## [AVAILABLE DATA]
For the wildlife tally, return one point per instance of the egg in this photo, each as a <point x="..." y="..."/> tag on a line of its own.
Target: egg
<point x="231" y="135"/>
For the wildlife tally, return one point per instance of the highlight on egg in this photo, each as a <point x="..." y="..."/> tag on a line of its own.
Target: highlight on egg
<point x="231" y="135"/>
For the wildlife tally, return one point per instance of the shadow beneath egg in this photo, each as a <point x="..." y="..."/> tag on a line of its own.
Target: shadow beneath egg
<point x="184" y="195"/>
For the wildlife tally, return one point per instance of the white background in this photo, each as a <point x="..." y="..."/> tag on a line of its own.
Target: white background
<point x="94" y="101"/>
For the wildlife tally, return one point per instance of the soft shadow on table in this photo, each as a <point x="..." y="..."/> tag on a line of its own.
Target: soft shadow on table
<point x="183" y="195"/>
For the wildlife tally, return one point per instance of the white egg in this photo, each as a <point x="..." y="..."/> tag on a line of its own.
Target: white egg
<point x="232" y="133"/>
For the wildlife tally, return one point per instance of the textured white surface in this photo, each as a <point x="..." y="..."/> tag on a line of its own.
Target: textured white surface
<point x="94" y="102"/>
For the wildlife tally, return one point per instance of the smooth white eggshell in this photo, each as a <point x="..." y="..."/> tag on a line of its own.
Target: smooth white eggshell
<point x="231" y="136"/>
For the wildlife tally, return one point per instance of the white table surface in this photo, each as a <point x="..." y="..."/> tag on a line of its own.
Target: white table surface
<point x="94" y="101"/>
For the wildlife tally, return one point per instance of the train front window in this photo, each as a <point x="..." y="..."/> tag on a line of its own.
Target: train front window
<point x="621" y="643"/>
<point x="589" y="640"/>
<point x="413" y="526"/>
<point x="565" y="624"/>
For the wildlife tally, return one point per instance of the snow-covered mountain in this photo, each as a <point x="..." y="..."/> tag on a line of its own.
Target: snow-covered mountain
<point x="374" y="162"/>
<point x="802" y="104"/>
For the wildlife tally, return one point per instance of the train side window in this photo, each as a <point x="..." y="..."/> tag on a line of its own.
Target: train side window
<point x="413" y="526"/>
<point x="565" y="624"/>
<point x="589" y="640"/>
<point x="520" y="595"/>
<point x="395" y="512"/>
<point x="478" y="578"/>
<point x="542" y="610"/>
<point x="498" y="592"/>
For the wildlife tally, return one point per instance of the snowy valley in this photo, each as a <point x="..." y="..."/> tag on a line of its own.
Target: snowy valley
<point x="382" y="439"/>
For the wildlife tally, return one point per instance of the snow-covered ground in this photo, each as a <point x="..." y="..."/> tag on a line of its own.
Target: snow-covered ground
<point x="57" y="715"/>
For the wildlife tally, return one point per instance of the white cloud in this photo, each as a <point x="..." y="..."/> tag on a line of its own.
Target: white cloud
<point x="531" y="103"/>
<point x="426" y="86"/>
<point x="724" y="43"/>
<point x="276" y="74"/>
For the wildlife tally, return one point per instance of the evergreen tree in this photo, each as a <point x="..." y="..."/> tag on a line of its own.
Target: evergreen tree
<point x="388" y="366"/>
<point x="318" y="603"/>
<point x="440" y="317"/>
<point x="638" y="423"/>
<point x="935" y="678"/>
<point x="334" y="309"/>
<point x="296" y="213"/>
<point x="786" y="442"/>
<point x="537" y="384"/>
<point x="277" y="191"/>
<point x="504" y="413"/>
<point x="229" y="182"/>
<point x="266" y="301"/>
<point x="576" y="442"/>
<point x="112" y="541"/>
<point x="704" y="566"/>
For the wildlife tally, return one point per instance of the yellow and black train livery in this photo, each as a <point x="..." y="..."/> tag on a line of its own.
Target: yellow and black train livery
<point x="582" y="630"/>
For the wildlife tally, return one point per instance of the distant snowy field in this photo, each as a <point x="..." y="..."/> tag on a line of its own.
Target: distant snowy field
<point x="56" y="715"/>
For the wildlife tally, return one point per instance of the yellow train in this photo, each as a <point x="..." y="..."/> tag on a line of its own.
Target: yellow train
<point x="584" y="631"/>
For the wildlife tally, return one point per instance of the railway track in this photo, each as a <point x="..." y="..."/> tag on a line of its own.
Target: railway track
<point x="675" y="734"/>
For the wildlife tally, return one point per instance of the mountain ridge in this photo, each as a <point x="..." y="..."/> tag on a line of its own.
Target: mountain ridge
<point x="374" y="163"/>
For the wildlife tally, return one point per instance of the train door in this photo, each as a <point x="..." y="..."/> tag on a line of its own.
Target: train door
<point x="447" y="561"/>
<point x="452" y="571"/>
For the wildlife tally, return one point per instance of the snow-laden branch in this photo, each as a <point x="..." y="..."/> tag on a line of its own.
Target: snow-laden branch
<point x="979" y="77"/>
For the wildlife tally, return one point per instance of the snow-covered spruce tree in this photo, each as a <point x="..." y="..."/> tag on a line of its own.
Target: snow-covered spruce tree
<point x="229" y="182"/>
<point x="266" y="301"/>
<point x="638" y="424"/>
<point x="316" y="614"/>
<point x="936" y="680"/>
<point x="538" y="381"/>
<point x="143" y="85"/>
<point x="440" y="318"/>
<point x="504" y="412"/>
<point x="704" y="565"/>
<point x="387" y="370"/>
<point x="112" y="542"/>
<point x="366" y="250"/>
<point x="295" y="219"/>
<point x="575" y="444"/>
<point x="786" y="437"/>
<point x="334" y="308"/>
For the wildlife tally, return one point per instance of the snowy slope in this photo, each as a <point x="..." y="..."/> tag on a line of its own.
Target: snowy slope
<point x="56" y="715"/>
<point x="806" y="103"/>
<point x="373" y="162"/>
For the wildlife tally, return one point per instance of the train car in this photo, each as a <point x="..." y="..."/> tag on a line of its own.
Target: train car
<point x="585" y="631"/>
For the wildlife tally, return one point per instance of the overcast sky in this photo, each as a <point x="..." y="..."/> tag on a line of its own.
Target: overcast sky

## [TASK]
For each record above, print an exact copy.

## [OUTPUT FOR THIS TASK]
For the wildlife tally, return one point per instance of the egg in this photo, each as a <point x="..." y="..."/> tag on a line of its own.
Target: egg
<point x="231" y="135"/>
For the wildlife tally, return one point per instance of the highlight on egg in this photo, each as a <point x="..." y="..."/> tag on a line of its own.
Target: highlight on egg
<point x="231" y="135"/>
For the wildlife tally, return one point per instance of the shadow beneath egg in this photo, each as a <point x="..." y="..."/> tag on a line of its own.
Target: shadow beneath egg
<point x="184" y="195"/>
For the wildlife tally, return one point per instance of the white background in this photo, each as a <point x="..." y="..."/> tag on a line of its own.
Target: white background
<point x="94" y="101"/>
For the wildlife tally, return one point per instance of the soft shadow on table in this photo, each as a <point x="..." y="..."/> tag on a line of its own.
Target: soft shadow on table
<point x="183" y="195"/>
For the wildlife tally, return one point per instance of the white egg in this photo, each as a <point x="..." y="..."/> tag on a line of its own.
Target: white egg
<point x="232" y="133"/>
For the wildlife tally, return one point per instance of the textured white surface in this photo, each as a <point x="..." y="..."/> tag on a line of its own.
Target: textured white surface
<point x="94" y="102"/>
For the wildlife tally, return one point per instance of the smooth white eggshell in this photo, each as a <point x="..." y="..."/> tag on a line of its own.
Target: smooth white eggshell
<point x="231" y="136"/>
For the wildlife tally, return one point per instance of the white table surface in this photo, each as a <point x="..." y="..."/> tag on a line of its own.
Target: white table surface
<point x="94" y="101"/>
For the wildlife tally, return one point per instance of the train front window in this photo, each as a <point x="..." y="..."/> tag on a line of its own.
Target: train front window
<point x="621" y="643"/>
<point x="589" y="640"/>
<point x="413" y="526"/>
<point x="565" y="624"/>
For the wildlife tally, return one point per instance of the snow-covered mountain in this photo, each as a <point x="..." y="..."/> tag on a line of its own.
Target: snow-covered mountain
<point x="374" y="162"/>
<point x="802" y="104"/>
For the wildlife tally, return one point per instance of the train side window in this photo, each as a <point x="..." y="..."/> tag on a line of its own.
Target: train side window
<point x="413" y="526"/>
<point x="565" y="624"/>
<point x="589" y="640"/>
<point x="520" y="595"/>
<point x="395" y="512"/>
<point x="478" y="578"/>
<point x="542" y="610"/>
<point x="498" y="592"/>
For the wildlife tally, return one point per instance of the snowy valley in this photo, each as a <point x="..." y="..."/> tag on a line of its own.
Target: snowy valley
<point x="382" y="439"/>
For the wildlife tally, return one point per instance of the snow-covered ground in this photo, each as a <point x="..." y="..."/> tag on a line of its own.
Target: snow-covered ground
<point x="57" y="715"/>
For the wildlife tally, return one point per instance of the white cloud in this photo, each as a <point x="..." y="..."/> tag on a line of its own.
Target: white cloud
<point x="531" y="103"/>
<point x="426" y="86"/>
<point x="724" y="43"/>
<point x="276" y="74"/>
For the wildlife tally, return one point per instance of the evergreen tree in this photo, each as a <point x="..." y="..."/> tag on a line of its own.
Target: evergreen tree
<point x="388" y="366"/>
<point x="318" y="603"/>
<point x="440" y="317"/>
<point x="638" y="423"/>
<point x="935" y="678"/>
<point x="334" y="309"/>
<point x="296" y="213"/>
<point x="786" y="442"/>
<point x="537" y="384"/>
<point x="277" y="191"/>
<point x="504" y="413"/>
<point x="229" y="182"/>
<point x="266" y="301"/>
<point x="576" y="442"/>
<point x="112" y="541"/>
<point x="704" y="566"/>
For the wildlife tally, return one point per instance of the yellow and black train livery in this photo, each as a <point x="..." y="..."/> tag on a line of its own.
Target: yellow and black train livery
<point x="582" y="630"/>
For the wildlife tally, return one point per instance of the distant snowy field in this photo, each as a <point x="..." y="..."/> tag on a line of its own.
Target: distant snowy field
<point x="56" y="715"/>
For the wildlife tally, return one point per instance of the yellow train in this photo, each as a <point x="..." y="..."/> tag on a line of its own.
Target: yellow train
<point x="584" y="631"/>
For the wildlife tally, return one point per instance of the railway track in this photo, each as a <point x="..." y="..."/> tag on a line of its own.
Target: railway track
<point x="675" y="734"/>
For the wildlife tally, return one point per instance of the mountain ridge in this photo, each as a <point x="..." y="..."/> tag on a line of its own.
Target: mountain ridge
<point x="374" y="163"/>
For the wildlife tally, return one point per instance of the train door in this photo, each as a <point x="..." y="..."/> tag on a line of its own.
Target: train door
<point x="447" y="561"/>
<point x="452" y="571"/>
For the wildlife tally, return one point per instance of the snow-laden branch in this photo, each as a <point x="..." y="..."/> tag on a line of its own.
Target: snow-laden branch
<point x="979" y="77"/>
For the wildlife tally, return one point per instance of the snow-covered spruce tree in this photo, each as a <point x="..." y="..."/> tag on a line of its own.
Target: snow-covered spruce tree
<point x="229" y="182"/>
<point x="266" y="301"/>
<point x="638" y="424"/>
<point x="316" y="614"/>
<point x="936" y="680"/>
<point x="538" y="381"/>
<point x="143" y="85"/>
<point x="440" y="318"/>
<point x="504" y="412"/>
<point x="704" y="565"/>
<point x="387" y="370"/>
<point x="112" y="542"/>
<point x="366" y="250"/>
<point x="295" y="219"/>
<point x="575" y="444"/>
<point x="786" y="437"/>
<point x="334" y="308"/>
For the wildlife tally, return one point per instance of the snowy slope in this photo, each as a <point x="..." y="..."/> tag on a line of its own.
Target: snowy slope
<point x="56" y="715"/>
<point x="806" y="103"/>
<point x="373" y="162"/>
For the wildlife tally, return one point per instance of the train car in this photo, each as a <point x="..." y="..."/> tag on a line of its own.
Target: train car
<point x="585" y="631"/>
For the wildlife tally, return one point per instance of the overcast sky in this photo, each as a <point x="..." y="..."/> tag on a line of its own.
Target: overcast sky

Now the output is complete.